_SOURCE EXTRACT_
Noel Gregg: the Poowong North farmer raises calves that are exported to China.

CALF exporting can be risky but profitable and Noel Gregg is benefiting from the market.

The Poowong North farmer is making the most of his 96 acres, exporting more than 300 calves to China in the last year.

After giving up milking when he reached the age of retirement around six years ago, Noel wanted to keep the farm active.

“I have been a dairy farmer all my life, and this is the farm I have spent all of my life on,” he said.

“I just want to constructively use and work the farm.”

Moving into the export market was a gradual move for Noel.

“It was a progression from what a lot of dairy farmers do now; raise a few more calves and then that’s their extra pocket money and income,” he said.

“Then I gave up milking and thought well, what’s the most profitable but one constructive way I can manage my farm, and it’s worked very well.”

Noel buys his calves direct from local farmers, allowing him to pick up those suitable for exporting.

Around two years ago, new equipment was required to keep the farm productive.

“I realised that I would need to get some better equipment if I was going to continue to do this so I bought an Urban Automatic Calf Feeder,” Noel said.

“This year I have been able to do more calves than I have ever done before.”

The feeder automatically provides calves with a mixture of milk powders and makes sure that each calf gets a certain amount of food each day.

The system is vital to the upbringing of Noel’s calves.

Exporting to China requires each calf to have paperwork and breeding history, as well as some more quirky requirements.

“The Chinese have particular requirements, down to their colour markings,” Noel said.

_THE PROBLEM_
Pick up the article on Noel Gregg's calf exports to China where it stops and write the next part. The lines that come next are from a different source.

_EXCERPTED RECORDS_
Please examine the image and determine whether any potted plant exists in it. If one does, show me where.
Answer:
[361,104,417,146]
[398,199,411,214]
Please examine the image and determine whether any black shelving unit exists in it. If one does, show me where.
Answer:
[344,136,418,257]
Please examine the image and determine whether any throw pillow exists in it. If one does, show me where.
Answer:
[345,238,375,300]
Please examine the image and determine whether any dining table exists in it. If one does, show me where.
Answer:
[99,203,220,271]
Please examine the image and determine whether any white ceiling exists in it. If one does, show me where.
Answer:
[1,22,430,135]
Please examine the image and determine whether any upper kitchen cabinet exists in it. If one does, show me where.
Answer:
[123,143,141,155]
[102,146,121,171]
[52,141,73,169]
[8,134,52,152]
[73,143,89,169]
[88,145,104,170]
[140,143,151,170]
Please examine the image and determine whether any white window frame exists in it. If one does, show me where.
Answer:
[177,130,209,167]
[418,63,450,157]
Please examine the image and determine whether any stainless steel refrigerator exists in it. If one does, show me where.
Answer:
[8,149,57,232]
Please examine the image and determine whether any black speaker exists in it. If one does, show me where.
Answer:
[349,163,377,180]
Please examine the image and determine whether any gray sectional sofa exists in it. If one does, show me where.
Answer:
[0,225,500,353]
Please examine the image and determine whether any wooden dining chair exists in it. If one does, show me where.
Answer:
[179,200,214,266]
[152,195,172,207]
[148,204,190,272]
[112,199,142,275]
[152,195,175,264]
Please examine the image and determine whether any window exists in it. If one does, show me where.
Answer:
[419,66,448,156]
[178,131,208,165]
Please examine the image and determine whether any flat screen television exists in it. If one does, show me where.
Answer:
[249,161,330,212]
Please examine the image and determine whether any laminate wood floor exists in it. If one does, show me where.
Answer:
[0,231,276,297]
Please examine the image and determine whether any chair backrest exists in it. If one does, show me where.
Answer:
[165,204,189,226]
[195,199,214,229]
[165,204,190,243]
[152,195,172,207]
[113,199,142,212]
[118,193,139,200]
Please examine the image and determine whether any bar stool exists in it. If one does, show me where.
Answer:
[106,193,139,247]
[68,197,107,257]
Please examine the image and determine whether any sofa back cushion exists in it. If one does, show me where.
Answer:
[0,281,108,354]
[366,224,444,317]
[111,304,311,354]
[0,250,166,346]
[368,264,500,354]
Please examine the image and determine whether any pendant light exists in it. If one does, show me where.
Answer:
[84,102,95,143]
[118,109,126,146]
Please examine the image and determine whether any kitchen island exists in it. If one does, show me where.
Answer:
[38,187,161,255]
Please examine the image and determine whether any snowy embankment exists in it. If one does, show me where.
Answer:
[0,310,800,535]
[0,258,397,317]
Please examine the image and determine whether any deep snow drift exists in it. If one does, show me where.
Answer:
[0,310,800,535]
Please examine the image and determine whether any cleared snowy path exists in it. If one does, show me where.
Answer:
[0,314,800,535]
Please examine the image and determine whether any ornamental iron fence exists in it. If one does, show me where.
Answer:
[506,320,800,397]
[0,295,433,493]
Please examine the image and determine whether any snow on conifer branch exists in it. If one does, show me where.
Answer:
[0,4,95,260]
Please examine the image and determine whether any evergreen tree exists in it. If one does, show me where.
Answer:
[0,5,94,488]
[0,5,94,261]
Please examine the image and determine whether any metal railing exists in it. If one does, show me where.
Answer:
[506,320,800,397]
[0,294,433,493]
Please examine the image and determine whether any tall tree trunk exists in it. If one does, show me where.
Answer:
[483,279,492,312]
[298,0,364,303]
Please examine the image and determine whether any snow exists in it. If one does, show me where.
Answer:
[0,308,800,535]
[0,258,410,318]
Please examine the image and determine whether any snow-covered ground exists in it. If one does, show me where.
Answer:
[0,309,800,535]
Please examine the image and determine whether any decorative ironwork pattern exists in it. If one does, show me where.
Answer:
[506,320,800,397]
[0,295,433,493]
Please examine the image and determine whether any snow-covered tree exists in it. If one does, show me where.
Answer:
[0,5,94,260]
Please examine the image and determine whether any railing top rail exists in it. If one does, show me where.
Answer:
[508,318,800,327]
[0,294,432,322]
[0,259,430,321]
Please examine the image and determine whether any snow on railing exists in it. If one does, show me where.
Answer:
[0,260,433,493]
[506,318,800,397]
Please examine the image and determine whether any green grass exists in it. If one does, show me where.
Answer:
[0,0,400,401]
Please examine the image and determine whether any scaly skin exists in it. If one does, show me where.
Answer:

_ANSWER TO THE PROBLEM_
“For example there needs to be white on their forehead and they need to have white on the bottom of each leg; you can’t have any black going down on to the foot.”

Even though the process has been beneficial for him, Noel is not one to recommend it to other farmers.

“It’s something that can be fraught with danger,” he said.

“It’s very difficult to build up to the point when you’re able to access the right types of calves, particularly with the right information.

“The process that I’ve got involves the acquisition of the calves and the proper raising of the calves without losses, because you can’t afford that.”

Noel said he has seen people try to run this kind of farm and fail.

“A lot of people that try it have losses,” he said.

“When it comes to marketing you need to build up a strong relationship with the exporting company.

“The whole process is not a simple one; a lot of people have gone out backwards.

“But there is the opportunity for someone who has the knowledge and the capacity to set it up properly, and if it’s done properly it can be very lucrative.

“Just because it has been lucrative doesn’t mean it will remain that way though.”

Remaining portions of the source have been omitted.